> Required work
Output the entries below without any alteration.

The data START

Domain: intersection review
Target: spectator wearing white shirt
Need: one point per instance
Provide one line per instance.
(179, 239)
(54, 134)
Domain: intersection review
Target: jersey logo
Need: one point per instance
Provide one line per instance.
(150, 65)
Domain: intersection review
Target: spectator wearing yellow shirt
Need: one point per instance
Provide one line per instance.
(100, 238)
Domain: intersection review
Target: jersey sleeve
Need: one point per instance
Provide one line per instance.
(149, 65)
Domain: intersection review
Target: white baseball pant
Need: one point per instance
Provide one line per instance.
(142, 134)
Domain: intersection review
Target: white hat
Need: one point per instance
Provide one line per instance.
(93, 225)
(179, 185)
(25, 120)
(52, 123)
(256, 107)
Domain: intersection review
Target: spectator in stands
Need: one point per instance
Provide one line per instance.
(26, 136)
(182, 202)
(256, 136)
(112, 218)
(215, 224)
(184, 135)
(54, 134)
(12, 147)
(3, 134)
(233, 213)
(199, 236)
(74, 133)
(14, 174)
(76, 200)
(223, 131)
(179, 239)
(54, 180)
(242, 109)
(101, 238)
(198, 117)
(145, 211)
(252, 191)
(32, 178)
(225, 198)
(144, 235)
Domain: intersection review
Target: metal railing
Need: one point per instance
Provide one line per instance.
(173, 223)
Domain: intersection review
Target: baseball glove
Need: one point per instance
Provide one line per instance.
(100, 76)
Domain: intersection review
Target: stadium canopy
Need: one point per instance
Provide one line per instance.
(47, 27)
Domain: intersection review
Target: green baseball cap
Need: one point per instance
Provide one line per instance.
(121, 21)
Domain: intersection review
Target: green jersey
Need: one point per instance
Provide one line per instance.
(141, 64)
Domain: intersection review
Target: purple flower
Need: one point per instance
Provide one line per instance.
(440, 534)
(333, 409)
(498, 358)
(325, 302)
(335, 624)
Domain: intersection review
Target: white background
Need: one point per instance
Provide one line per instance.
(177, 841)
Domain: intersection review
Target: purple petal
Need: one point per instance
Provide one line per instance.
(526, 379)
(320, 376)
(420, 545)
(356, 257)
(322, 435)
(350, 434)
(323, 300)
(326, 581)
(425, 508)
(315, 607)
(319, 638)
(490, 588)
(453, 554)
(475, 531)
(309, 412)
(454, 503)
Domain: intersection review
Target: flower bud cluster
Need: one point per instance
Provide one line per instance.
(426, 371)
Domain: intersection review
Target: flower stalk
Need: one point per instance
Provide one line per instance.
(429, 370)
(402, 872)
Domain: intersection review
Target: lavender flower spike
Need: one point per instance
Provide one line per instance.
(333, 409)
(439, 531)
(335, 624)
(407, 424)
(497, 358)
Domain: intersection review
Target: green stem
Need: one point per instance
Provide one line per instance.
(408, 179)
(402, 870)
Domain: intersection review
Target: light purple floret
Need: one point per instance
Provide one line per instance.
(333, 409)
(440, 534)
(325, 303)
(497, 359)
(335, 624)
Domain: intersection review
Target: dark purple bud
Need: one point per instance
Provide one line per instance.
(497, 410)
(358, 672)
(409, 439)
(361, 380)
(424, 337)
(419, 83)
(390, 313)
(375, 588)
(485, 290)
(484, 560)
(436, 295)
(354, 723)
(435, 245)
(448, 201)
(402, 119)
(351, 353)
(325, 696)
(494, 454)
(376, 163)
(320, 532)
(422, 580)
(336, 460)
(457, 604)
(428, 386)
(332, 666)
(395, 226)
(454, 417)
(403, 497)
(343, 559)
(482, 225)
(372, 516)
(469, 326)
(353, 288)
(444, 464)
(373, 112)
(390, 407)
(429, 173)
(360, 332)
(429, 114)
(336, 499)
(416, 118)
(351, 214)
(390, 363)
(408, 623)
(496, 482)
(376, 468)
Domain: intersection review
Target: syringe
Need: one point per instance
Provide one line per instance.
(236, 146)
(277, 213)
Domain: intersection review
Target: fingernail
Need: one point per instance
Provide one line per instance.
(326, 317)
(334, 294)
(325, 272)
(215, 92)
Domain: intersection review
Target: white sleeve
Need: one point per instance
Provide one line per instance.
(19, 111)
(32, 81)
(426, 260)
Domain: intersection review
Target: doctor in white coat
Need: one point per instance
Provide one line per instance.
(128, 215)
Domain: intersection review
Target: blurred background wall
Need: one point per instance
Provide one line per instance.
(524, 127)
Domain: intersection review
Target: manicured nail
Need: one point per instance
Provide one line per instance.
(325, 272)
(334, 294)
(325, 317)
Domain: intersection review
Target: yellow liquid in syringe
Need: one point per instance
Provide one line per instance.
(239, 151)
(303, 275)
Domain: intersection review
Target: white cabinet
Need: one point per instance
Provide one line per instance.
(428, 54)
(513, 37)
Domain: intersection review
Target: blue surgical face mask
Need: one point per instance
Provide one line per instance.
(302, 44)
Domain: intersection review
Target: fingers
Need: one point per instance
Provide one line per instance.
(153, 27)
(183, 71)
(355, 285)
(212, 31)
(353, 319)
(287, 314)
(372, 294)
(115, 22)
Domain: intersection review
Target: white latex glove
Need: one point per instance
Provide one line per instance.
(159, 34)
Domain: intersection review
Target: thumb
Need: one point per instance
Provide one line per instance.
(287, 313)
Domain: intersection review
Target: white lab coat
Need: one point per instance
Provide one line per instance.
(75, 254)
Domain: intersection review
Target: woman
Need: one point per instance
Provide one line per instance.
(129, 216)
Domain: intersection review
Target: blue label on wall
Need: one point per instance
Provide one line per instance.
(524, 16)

The data END

> Solution to the exercise
Domain: intersection review
Target: spectator wearing white shirt
Need: one point per instance
Provide one line per instance.
(179, 239)
(54, 134)
Domain: intersection review
Target: jersey logo
Need: one point per instance
Provide one line per instance.
(150, 65)
Domain: intersection review
Target: spectator wearing yellow shirt
Need: one point per instance
Provide one line per instance.
(100, 238)
Domain: intersection review
Target: jersey sleeve
Need: one point per instance
Provide one line per instance.
(149, 65)
Domain: intersection review
Target: white baseball pant
Need: one point per instance
Provide one line per instance.
(142, 134)
Domain: intersection review
Target: white hat
Need: one point per instance
Provide one line per instance.
(93, 225)
(179, 185)
(25, 120)
(52, 123)
(256, 107)
Domain: intersection review
Target: spectator in stands
Need: one point per instance
Provide one line per instance.
(26, 136)
(182, 202)
(256, 136)
(112, 218)
(215, 224)
(184, 135)
(54, 134)
(12, 147)
(3, 134)
(233, 213)
(199, 236)
(74, 133)
(14, 174)
(76, 200)
(223, 131)
(179, 239)
(54, 180)
(242, 109)
(101, 238)
(198, 117)
(145, 211)
(252, 191)
(32, 178)
(225, 198)
(144, 235)
Domain: intersection review
Target: metal railing
Need: one point per instance
Provide one line per instance.
(173, 223)
Domain: intersection review
Target: baseball glove
Need: one point per instance
Provide one line per instance.
(100, 76)
Domain: intersection review
Target: stadium canopy
Need: one point per instance
Provide one line per instance.
(47, 27)
Domain: intersection review
Target: green baseball cap
Need: one point per instance
Provide one line per instance.
(121, 21)
Domain: intersection review
Target: green jersey
Need: one point per instance
Provide one line per instance.
(141, 64)
Domain: intersection review
Target: purple flower
Need: one point per instance
Provide one line per instance.
(440, 534)
(333, 409)
(498, 358)
(325, 302)
(335, 624)
Domain: intersection review
Target: white background
Need: one point per instance
Provide one line per instance.
(177, 841)
Domain: intersection review
Target: purple petal
Need: one point per instance
Provide one line per instance.
(526, 379)
(320, 376)
(420, 545)
(356, 257)
(322, 435)
(350, 434)
(323, 300)
(326, 581)
(425, 508)
(315, 607)
(319, 638)
(490, 588)
(453, 554)
(475, 531)
(309, 412)
(454, 503)
Domain: intersection review
Target: flower bud cluster
Need: one point per instance
Provide one line per instance.
(426, 371)
Domain: intersection review
Target: flower stalk
Need: one point per instance
Provide one line per instance.
(429, 370)
(402, 872)
Domain: intersection review
Target: lavender flower spike
Need: one point per instance
Provide one line per instance.
(333, 409)
(439, 531)
(335, 624)
(407, 424)
(497, 358)
Domain: intersection review
Target: green stem
Need: one point per instance
Provide one line per instance.
(408, 179)
(402, 870)
Domain: intersection review
Target: light purple floret
Need: one point per instance
Provide one line per instance.
(333, 409)
(440, 534)
(325, 303)
(497, 359)
(335, 624)
Domain: intersection review
Target: dark purple bud
Need: one point per instance
Provide one line per instance.
(497, 410)
(358, 672)
(409, 439)
(361, 380)
(424, 337)
(419, 83)
(390, 313)
(375, 588)
(485, 290)
(484, 560)
(436, 295)
(354, 723)
(435, 245)
(448, 201)
(402, 119)
(351, 353)
(325, 696)
(494, 454)
(376, 163)
(320, 532)
(422, 580)
(336, 460)
(457, 604)
(428, 386)
(332, 666)
(395, 226)
(454, 417)
(403, 497)
(343, 559)
(482, 225)
(372, 516)
(469, 326)
(353, 288)
(444, 464)
(373, 112)
(390, 407)
(429, 173)
(360, 332)
(429, 114)
(336, 499)
(416, 118)
(351, 214)
(390, 363)
(408, 623)
(496, 482)
(376, 468)
Domain: intersection review
Target: syringe
Need: one point per instance
Provide one line per instance.
(236, 146)
(277, 213)
Domain: intersection review
Target: fingernail
Need: one point per instance
Provide one line per instance.
(326, 317)
(334, 294)
(325, 272)
(215, 92)
Domain: intersection review
Target: white sleeve
Need: one point per instance
Provide one line per instance.
(19, 111)
(32, 81)
(426, 260)
Domain: intersection review
Target: doctor in white coat
Need: one point per instance
Provide one line per instance.
(128, 215)
Domain: intersection review
Target: blurred background wall
Need: one point per instance
Provide one line per instance.
(524, 127)
Domain: intersection review
Target: manicured nail
Need: one point per instance
Provide one line per instance.
(325, 272)
(334, 294)
(325, 317)
Domain: intersection review
Target: yellow liquid in syringe
Need: one point per instance
Provide one line per instance.
(239, 151)
(303, 275)
Domain: intersection review
Target: white cabinet
Need: one point per instance
Provide one line per instance.
(428, 54)
(513, 37)
Domain: intersection review
Target: blue surgical face mask
Need: one point per instance
Provide one line per instance.
(302, 44)
Domain: intersection review
Target: fingers
Need: one point per instance
Provide one line per instance.
(153, 27)
(183, 71)
(355, 285)
(212, 31)
(353, 319)
(287, 314)
(372, 294)
(115, 22)
Domain: intersection review
Target: white latex glove
Need: one point per instance
Provide one line per instance.
(159, 34)
Domain: intersection review
Target: thumb
Need: one point per instance
Provide one line per instance.
(287, 313)
Domain: intersection review
Target: white lab coat
Need: one point per instance
Provide one line per instance.
(75, 254)
Domain: intersection review
Target: woman
Need: one point per instance
Provide one line per instance.
(129, 216)
Domain: intersection review
Target: blue label on wall
Need: one point per instance
Provide one line per instance.
(524, 16)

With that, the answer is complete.